» **Data extract**:
^^^^^^^^^^^^^^^^

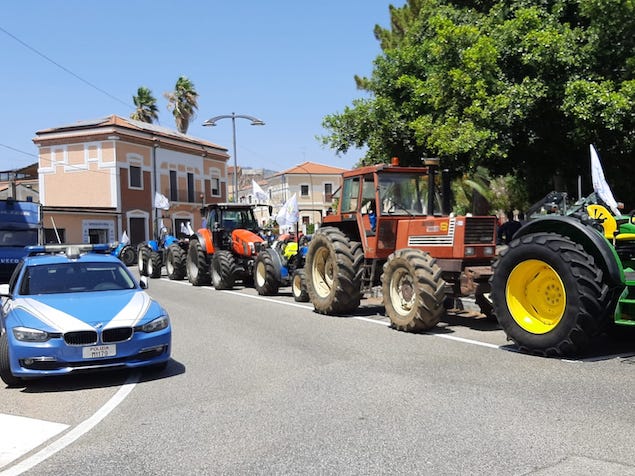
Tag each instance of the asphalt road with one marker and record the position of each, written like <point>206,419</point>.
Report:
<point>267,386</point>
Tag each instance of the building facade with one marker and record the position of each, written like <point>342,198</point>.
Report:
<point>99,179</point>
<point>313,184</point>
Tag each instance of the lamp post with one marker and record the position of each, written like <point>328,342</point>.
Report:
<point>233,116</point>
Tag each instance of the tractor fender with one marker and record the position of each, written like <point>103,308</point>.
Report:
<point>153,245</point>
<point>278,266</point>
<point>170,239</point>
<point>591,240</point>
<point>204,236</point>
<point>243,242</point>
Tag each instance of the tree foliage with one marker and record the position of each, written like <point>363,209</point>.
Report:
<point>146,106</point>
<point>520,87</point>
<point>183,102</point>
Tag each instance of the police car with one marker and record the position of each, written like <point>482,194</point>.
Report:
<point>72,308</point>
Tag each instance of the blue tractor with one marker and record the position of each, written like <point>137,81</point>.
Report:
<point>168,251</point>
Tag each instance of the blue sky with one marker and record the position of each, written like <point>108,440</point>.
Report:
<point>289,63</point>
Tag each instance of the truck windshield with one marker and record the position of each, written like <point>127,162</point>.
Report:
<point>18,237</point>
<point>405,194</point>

^^^^^^^^^^^^^^^^

» **What the task requires**:
An exact reproduction of the material above is needed, without its pictures.

» **Answer to this task**:
Tag each instance of the asphalt road with one marker and record the position of each, written like <point>206,419</point>.
Report:
<point>267,386</point>
Tag each instance of the building facade with one marker and record the position of each, written like <point>342,198</point>.
Report:
<point>99,179</point>
<point>313,184</point>
Tag each instance of the lamp post with one marker and record the position of each, written like <point>328,342</point>.
Report:
<point>233,116</point>
Tag each instance of the tractor fender with one marker and record the position of each, written like <point>103,308</point>.
Report:
<point>153,245</point>
<point>278,266</point>
<point>170,239</point>
<point>591,240</point>
<point>204,236</point>
<point>243,242</point>
Tag each instance of the tree foliage with one marker and record the position of each, written like <point>363,209</point>.
Report:
<point>146,106</point>
<point>520,87</point>
<point>183,102</point>
Tag each instance of the police car with one marker and record the position of each, written like <point>482,194</point>.
Report:
<point>72,308</point>
Tag each instance of the blue tractor with one marker and record the position of each, written like <point>137,81</point>.
Report:
<point>168,251</point>
Tag each instance of the blue sky with one marker and record the position of each, written like <point>108,440</point>.
Report:
<point>289,63</point>
Tag each instance of the truck windshield with one marker and record the position of each, written like <point>127,162</point>.
Report:
<point>18,237</point>
<point>405,194</point>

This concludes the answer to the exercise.